- Aim:
Reproduce every line of the data below word for word, without adding, dropping, or changing anything.
======== Listed entries ========
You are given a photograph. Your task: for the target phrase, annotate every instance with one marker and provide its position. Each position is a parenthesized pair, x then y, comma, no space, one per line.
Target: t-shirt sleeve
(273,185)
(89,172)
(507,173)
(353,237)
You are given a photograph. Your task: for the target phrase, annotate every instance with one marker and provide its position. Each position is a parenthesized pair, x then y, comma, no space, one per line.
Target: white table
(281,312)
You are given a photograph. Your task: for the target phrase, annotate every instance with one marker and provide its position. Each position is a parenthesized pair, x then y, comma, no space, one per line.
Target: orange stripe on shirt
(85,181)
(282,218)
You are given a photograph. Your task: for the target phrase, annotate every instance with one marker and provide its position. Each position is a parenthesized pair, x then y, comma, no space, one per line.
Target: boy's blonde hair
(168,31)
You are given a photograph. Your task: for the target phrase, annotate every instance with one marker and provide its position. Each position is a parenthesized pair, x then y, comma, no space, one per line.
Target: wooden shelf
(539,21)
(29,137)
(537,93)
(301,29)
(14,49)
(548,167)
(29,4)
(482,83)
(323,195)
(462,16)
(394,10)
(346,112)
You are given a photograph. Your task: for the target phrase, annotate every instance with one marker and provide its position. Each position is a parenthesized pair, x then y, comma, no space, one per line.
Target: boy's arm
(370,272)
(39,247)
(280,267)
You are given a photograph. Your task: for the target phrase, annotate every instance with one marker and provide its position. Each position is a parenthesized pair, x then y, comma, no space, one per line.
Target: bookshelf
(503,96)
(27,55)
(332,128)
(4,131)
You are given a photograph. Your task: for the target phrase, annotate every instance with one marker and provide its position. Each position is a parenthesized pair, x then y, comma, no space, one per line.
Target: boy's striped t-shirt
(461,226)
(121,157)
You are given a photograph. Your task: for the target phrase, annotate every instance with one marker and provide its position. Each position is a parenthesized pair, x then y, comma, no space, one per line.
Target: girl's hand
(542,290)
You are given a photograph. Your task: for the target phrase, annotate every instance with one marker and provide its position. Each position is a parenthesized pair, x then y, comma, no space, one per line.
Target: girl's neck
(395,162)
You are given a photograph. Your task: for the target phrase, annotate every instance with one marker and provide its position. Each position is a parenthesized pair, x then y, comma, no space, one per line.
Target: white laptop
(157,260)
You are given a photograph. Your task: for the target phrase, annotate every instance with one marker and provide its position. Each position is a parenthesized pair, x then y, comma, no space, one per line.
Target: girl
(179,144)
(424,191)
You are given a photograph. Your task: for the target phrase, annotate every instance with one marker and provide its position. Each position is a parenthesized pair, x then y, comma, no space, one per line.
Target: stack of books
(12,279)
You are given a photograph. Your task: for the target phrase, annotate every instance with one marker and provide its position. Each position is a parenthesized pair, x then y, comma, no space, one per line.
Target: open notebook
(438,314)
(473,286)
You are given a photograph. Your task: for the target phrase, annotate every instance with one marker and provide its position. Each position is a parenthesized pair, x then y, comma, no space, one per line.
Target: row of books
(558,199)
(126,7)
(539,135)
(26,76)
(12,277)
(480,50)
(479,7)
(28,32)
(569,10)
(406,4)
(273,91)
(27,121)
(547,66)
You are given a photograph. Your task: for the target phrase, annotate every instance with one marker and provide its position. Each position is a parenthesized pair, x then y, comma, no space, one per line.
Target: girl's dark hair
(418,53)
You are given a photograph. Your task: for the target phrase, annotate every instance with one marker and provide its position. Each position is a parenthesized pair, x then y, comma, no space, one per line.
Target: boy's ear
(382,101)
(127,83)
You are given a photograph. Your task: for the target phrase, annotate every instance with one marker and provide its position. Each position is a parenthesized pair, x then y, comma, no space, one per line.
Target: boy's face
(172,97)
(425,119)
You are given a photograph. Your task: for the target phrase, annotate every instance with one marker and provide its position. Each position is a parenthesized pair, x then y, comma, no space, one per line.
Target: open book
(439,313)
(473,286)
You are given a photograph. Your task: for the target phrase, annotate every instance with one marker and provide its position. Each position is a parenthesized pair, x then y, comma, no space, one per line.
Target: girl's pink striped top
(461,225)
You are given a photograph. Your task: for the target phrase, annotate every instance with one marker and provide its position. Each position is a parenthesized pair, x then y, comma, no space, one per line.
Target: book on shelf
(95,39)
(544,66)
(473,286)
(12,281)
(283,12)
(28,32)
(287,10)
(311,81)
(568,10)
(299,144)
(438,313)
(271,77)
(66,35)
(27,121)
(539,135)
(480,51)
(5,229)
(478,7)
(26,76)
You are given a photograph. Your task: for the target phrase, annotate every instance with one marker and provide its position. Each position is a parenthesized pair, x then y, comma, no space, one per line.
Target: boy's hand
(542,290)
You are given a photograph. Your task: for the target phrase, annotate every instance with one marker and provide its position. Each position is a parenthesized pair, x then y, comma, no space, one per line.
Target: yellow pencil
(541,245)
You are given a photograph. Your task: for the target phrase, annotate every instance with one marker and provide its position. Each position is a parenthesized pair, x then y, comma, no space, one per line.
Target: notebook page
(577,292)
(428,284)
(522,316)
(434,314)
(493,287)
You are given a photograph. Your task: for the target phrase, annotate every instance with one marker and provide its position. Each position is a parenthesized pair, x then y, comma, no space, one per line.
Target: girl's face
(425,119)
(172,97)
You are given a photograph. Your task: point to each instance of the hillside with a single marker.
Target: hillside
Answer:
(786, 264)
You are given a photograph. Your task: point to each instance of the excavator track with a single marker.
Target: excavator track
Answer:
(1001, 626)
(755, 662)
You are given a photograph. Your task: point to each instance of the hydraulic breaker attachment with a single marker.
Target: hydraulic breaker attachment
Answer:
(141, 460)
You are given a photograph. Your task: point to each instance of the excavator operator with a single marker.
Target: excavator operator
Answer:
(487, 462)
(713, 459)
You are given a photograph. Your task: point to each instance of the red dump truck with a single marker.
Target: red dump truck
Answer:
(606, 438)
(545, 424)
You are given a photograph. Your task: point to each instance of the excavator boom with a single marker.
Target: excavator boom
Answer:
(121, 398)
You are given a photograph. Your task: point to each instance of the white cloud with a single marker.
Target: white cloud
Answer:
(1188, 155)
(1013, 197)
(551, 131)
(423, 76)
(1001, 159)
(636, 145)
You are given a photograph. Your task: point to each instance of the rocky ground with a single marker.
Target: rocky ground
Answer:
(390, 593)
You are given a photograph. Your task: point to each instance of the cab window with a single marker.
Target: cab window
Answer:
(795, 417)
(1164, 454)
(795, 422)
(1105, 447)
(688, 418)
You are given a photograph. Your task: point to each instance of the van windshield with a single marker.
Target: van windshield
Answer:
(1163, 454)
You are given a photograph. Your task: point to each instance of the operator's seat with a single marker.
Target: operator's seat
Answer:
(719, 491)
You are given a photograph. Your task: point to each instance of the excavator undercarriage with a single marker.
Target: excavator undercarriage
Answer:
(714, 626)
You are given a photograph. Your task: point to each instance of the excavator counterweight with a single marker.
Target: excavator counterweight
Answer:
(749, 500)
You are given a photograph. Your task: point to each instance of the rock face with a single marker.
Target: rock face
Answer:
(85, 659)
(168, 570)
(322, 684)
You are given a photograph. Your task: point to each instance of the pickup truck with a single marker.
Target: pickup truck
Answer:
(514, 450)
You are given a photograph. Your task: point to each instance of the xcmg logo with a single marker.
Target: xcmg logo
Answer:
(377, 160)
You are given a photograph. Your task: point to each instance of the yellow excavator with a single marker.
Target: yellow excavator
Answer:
========
- Result of this exercise:
You are given a photograph. Your task: for the target phrase, annotate every instance with one marker and provide its position. Each position is a parenthesized pair, x then y, comma, no space, one per line.
Target: t-shirt sleeve
(273,185)
(89,172)
(507,173)
(353,237)
You are given a photograph. Your task: for the target phrase, annotate every instance with one marker and provide its position. Each position is a parenthesized pair, x then y, comma, no space, one per line.
Target: white table
(281,312)
You are given a photograph. Your task: for the target phrase, annotate every instance with one marker and provide its position. Each position is a parenthesized pair, x then y, comma, no space, one per line.
Target: orange stripe on shirt
(85,181)
(282,218)
You are given a photograph. Your task: for the target phrase, annotate every instance with one marker and provide its position. Each position is a parenthesized pair, x then y, comma, no space, one per line.
Target: boy's blonde hair
(168,31)
You are given a photograph. Your task: for the target phrase, annotate every instance with one marker and provide its position. Each position is a parenthesized pair, x then y, comma, no space, one per line.
Target: wooden shelf
(539,21)
(29,137)
(537,93)
(301,29)
(14,49)
(548,167)
(29,4)
(482,83)
(323,195)
(462,16)
(394,10)
(346,112)
You are given a photograph. Your task: for the target phrase, annotate every instance with one marker and provide its position. Each position is a parenthesized pair, x then y, comma, no space, one per line.
Target: boy's arm
(370,272)
(39,247)
(280,267)
You are given a photograph. Your task: for the target phrase, annotate every instance with one marker and provide its position. Each position is a parenthesized pair, x then y, comma, no space, one per line.
Target: bookshelf
(503,96)
(27,55)
(332,128)
(4,131)
You are given a photograph. Your task: for the target phrase, annotate every instance with one marker and provide its position. Each position is a parenthesized pair, x then y, comma, no space, one per line.
Target: boy's striped t-shirt
(461,226)
(121,157)
You are given a photograph. Your task: for the target phrase, annotate every instance with one marker and provide its position. Each position is a parenthesized pair, x then y, comma, no space, one per line.
Target: girl's hand
(542,290)
You are given a photograph. Your task: for the target phrase, annotate every instance with one marker and provide its position. Each position is a parenthesized pair, x then y, comma, no space, one per line.
Target: girl's neck
(395,162)
You are given a photograph. Your task: for the target phrase, annotate every instance with one marker and provide its position. Each position is a parenthesized pair, x then y, comma, no space, one per line.
Target: white laptop
(157,260)
You are given a photograph. Your task: for the target phrase, annotate every instance with one marker and provide its position. Each position is a parenthesized pair, x then y, comma, no space, one per line.
Target: girl
(179,144)
(424,191)
You are given a photograph. Your task: for the target phrase, annotate every instance with one marker and provide its position. Each position is a parenthesized pair, x then y, comma, no space, one per line.
Target: stack of books
(12,279)
You are given a photograph. Your task: for the target phrase, annotate every instance with one marker and provide its position. Each position is a parenthesized pair, x then y, comma, no space, one per line.
Target: open notebook
(438,314)
(473,286)
You are given a photograph. Your task: for the target phrase, annotate every instance with one marker and provide its position. Each position is a parenthesized pair, x then y, comma, no space, one per line.
Target: row of books
(558,199)
(126,7)
(539,135)
(26,76)
(12,277)
(480,50)
(479,7)
(28,32)
(569,10)
(406,4)
(273,91)
(27,121)
(547,66)
You are given a photograph. Your task: for the target phrase, annotate every instance with one marker and provide its position. Each position is a parenthesized pair, x then y, comma, no space, one per line.
Target: girl's dark hair
(418,53)
You are given a photograph. Your task: for the target phrase, annotate every instance with one marker and provide its position. Each position is a parenthesized pair, x then y, comma, no space, one per line.
Target: boy's ear
(382,101)
(127,83)
You are given a photograph. Your task: for the target phrase, annotate every instance with one marker and provide its position. Each position is a parenthesized pair, x then y, comma, no space, one per line.
Target: boy's face
(172,97)
(425,119)
You are given a photograph. Your task: for the target phrase, annotate every instance with one marker and provide its position. Each position is a parenthesized pair, x then y, comma, no space, one per line.
Target: open book
(439,313)
(473,286)
You are given a photograph. Your task: for the target phrase, annotate every instance with one marker and provide its position. Each position is a parenthesized pair, x then y, comma, no space, one per line.
Target: girl's pink striped top
(461,225)
You are given a photograph. Your task: for the target phrase, annotate every instance with one marker and provide its position. Each position is a parenthesized pair, x then y, comma, no space, one per line.
Target: book on shelf
(95,39)
(544,66)
(473,286)
(12,281)
(283,12)
(28,32)
(287,10)
(311,81)
(568,10)
(299,144)
(438,313)
(271,77)
(66,35)
(27,121)
(539,135)
(480,51)
(5,229)
(478,7)
(26,76)
You are given a photograph. Your task: for the target phrase, annotate every instance with one marker and provide its position. Each position is a parenthesized pair, x then y, comma, no space, one per line.
Target: boy's hand
(542,290)
You are given a photograph. Your task: for the target phrase, annotate every instance with one marker and provide its position. Each position is a parenthesized pair, x then y, comma, no space, one per line.
Target: yellow pencil
(541,245)
You are given a photograph. Your task: for the target phrase, annotate every instance with one marker and provide its position. Each position is a parenthesized pair, x then y, comma, no space, one per line.
Target: notebook page
(577,292)
(428,284)
(522,316)
(434,314)
(493,287)
You are given a photograph. Your task: for the target phrase, annotate every instance with one marker and provide its position. Each position is a parenthesized pair, x then y, comma, no space, one per line.
Target: girl's face
(425,119)
(172,97)
You are given a photograph. Your task: point to each instance of the hillside with a single marker.
Target: hillside
Answer:
(786, 264)
You are given a photograph. Your task: point to each instance of the excavator track with a single marker.
Target: excavator track
Answer:
(1001, 626)
(755, 662)
You are given a photograph. Your task: point to each instance of the hydraulic breaker attachment with a single marker.
Target: hydraulic breaker attachment
Answer:
(141, 460)
You are given a photograph. Your task: point to each instance of the excavator operator with a single marker.
Target: excavator operator
Answer:
(487, 462)
(713, 459)
You are given a photograph. Your task: point to each instance of the red dump truck with a single marker.
Target: red dump truck
Answer:
(606, 438)
(545, 424)
You are given a photograph. Your task: point to each instance of the excavator boom with a single marker.
Target: excavator boom
Answer:
(121, 398)
You are given a photograph. Your task: point to each instance of the white cloud with a single marker.
Target: white cloud
Answer:
(1188, 155)
(1013, 197)
(551, 131)
(423, 76)
(1001, 159)
(636, 145)
You are given a photograph. Your task: point to each instance of the rocky ground with a single marker.
Target: rocky ground
Answer:
(390, 593)
You are given a photograph. Your task: point to each instance of the cab window with a single marker.
Target: cab window
Answer:
(795, 417)
(1164, 454)
(795, 422)
(1105, 447)
(688, 418)
You are given a photograph. Your task: point to each instance of the van windshield with a single marker.
Target: van windshield
Answer:
(1163, 454)
You are given a photograph. Your task: point to each instance of the operator's seat with a single marker.
Target: operator's seat
Answer:
(719, 491)
You are given a photograph. Your task: point to each instance of the excavator undercarriage with a single marker.
Target: excavator undercarriage
Answer:
(714, 626)
You are given a photograph. Your task: point to each instance of the excavator counterweight with a single marker.
Target: excavator counterweight
Answer:
(749, 500)
You are given a photograph. Your task: point to each instance of the rock face with a single marker.
Target: rock face
Answer:
(85, 659)
(168, 570)
(322, 684)
You are given a photograph. Your task: point to each instance of the pickup truck with a single marker.
Target: pickup truck
Answer:
(514, 450)
You are given a photograph. Your task: point to each instance of the xcmg logo with a single marker.
Target: xcmg logo
Answer:
(377, 160)
You are given a photograph. Your task: point to each instance of the yellow excavator with a single marker.
Target: yellow excavator
Answer:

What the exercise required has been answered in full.